--- Begin Selected passage ---

PostgreSQL – Split Table and Set Up References

bulk-insertjoin;postgresql

My title is a little misleading, what I am doing is inserting data from a CSV file where each row has information corresponding to three different tables. You can imagine the schema being something like this:

CREATE TABLE runner (id integer PK, name varchar);
CREATE TABLE race (id integer PK, name varchar);
CREATE TABLE race_result (id integer PK, race_id integer, runner_id ineteger, fp integer);

When I receive the data, it is in a CSV file where each row looks like:

runner_name, race_name, finish_position

Each runner can have multiple race results and so can each race. I am trying to figure out an efficient way to insert this data. I can first insert all runners, then insert all races, then finally insert all race_results and loop up all the ids to fill in the FKs, but this would be awfully slow. Another thing I am trying is:

CREATE TEMP TABLE tmp_x (run_name vc, race_name vc, fp int);
COPY tmp_x FROM 'input.csv' (FORMAT csv);

WITH run_ins AS (
  INSERT INTO runner (name)
    SELECT run_name
    FROM tmp_x
  ON CONFLICT ON some_contraint DO NOTHING
  RETURNING id
), rac_ins AS (
  INSERT INTO race (name)
    SELECT race_name
    FROM tmp_x
  ON CONFLICT ON some_constraint DO NOTHING
  RETURNING id)
INSERT INTO race_result (race_id, runner_id, fp)

--- End Selected passage ---

- Problem requirements
Condense the paragraph of the PostgreSQL question that begins "Each runner can have multiple" into a short bulleted list that keeps its main facts.

--- Begin Dataset rows ---

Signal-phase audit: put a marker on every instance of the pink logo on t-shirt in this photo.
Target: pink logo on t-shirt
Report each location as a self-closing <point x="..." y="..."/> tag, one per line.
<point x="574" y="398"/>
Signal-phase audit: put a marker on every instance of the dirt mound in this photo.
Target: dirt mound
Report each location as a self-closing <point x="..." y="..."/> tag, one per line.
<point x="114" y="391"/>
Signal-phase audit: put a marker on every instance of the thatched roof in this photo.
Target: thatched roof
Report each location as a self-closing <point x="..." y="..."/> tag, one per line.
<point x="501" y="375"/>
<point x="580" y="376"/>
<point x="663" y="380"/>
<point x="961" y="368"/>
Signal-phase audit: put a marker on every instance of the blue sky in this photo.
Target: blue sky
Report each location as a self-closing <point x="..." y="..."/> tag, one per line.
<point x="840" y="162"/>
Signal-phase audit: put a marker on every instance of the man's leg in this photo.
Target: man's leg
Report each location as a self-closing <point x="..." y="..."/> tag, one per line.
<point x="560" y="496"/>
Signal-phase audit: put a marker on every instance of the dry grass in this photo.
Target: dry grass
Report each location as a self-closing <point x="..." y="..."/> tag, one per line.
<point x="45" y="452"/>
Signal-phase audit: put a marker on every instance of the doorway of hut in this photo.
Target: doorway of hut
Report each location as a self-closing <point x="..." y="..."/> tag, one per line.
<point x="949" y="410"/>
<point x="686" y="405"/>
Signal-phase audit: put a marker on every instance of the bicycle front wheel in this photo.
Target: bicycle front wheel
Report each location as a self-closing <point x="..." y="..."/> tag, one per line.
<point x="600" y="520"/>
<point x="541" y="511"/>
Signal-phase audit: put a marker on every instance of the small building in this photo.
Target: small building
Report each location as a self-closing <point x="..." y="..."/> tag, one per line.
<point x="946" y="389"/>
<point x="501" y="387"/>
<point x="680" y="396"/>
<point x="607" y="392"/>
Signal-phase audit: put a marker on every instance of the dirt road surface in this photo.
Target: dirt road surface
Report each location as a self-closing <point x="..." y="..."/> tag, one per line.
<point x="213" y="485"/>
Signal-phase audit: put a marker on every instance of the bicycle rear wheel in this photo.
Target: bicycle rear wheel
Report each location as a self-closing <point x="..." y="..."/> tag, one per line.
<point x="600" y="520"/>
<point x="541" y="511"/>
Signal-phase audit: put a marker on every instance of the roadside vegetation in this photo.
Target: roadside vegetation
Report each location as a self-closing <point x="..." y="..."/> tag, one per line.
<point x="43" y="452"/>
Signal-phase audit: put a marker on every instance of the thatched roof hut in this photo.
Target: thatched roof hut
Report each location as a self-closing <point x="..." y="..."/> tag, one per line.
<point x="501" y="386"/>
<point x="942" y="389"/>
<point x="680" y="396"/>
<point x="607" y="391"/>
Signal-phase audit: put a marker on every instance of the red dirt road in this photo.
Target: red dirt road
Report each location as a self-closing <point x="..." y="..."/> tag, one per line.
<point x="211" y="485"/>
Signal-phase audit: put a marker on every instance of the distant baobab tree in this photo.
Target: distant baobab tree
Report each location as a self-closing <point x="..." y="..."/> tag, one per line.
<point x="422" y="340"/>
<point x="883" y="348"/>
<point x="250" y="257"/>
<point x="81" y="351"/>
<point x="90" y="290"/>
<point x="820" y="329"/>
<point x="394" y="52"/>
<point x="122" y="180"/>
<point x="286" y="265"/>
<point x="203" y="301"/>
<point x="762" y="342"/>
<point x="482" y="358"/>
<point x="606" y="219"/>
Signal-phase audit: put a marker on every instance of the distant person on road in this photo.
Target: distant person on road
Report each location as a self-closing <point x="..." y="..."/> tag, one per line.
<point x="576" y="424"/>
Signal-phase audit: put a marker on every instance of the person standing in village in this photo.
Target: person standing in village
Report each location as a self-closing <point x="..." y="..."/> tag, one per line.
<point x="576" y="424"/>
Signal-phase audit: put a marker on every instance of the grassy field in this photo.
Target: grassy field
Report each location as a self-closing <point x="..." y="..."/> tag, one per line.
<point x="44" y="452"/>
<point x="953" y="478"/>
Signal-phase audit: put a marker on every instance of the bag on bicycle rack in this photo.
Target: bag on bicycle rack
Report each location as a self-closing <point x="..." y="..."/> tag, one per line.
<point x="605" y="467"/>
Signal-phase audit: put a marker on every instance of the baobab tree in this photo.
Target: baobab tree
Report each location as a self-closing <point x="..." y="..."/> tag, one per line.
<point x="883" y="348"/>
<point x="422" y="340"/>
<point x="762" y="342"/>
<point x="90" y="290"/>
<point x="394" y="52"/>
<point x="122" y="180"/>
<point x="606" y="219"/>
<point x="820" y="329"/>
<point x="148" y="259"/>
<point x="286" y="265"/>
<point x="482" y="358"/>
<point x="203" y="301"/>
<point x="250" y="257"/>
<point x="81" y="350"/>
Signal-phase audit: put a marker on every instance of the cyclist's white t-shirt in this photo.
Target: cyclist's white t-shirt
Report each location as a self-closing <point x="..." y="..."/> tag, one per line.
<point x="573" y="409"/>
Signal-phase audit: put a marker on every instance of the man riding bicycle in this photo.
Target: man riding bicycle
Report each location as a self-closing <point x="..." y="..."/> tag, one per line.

--- End Dataset rows ---

- Answer below
- Each runner can have several race results, and so can each race.
- The aim is an efficient way to insert this data.
- One option is to insert all runners, then all races, then all race results, looking up the ids to fill in the foreign keys, but this would be very slow.
- Another approach is also being tried.